On peut avoir une idée des conséquences de cette culture en observant des microsociétés, telles que l’armée canadienne, par exemple, où on observe un taux d’agressions sexuelles supérieur à la moyenne et où, oh surprise, la tête dirigeante a laissé échapper que «les hommes sont programmés biologiquement» pour agresser les femmes. Ces idées s’immiscent dans l’esprit et bien qu’elles ne constituent pas, évidemment, un appel au viol, elles mettent en place toutes les conditions pour qu’il se produise.
La culture du viol ne fait pas que constituer un terreau fertile pour le viol, elle limite aussi l’épanouissement des femmes et contraint considérablement leur accès à l’espace public.
Les conseils que l’on prodigue aux femmes pour qu’elles ne se fassent pas violer sont nombreux: vérifiez toujours votre verre, ne vous habillez pas trop sexy, évitez de vous promener seule le soir, buvez avec modération, évitez les taxis, etc. Le fait d’être féministes ne rend pas les femmes connes au point de faire fi de toutes ces recommandations. Le fait est que, généralement, les femmes savent déjà trop bien qu’il faut redoubler de prudence pour ne pas se faire violer.

### [Consigne]
Recopiez mot pour mot le passage de l'extrait ci-dessus sur la culture du viol, de « La culture du » à « à l’espace public. ».

### [Matériel fourni]
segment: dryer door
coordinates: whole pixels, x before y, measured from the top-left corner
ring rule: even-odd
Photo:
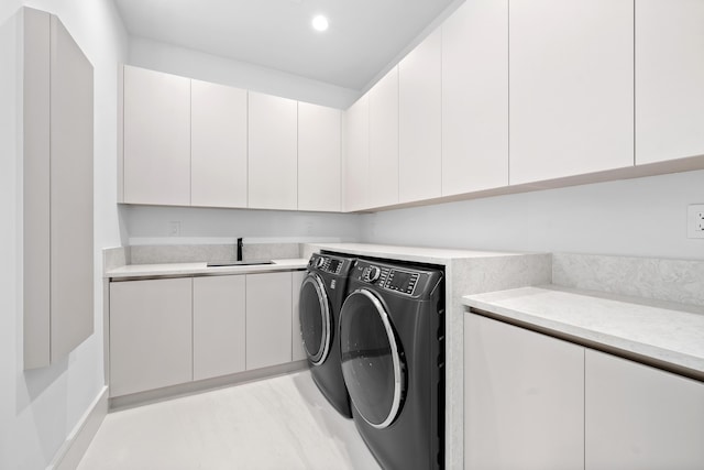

### [Réponse]
La culture du viol ne fait pas que constituer un terreau fertile pour le viol, elle limite aussi l’épanouissement des femmes et contraint considérablement leur accès à l’espace public.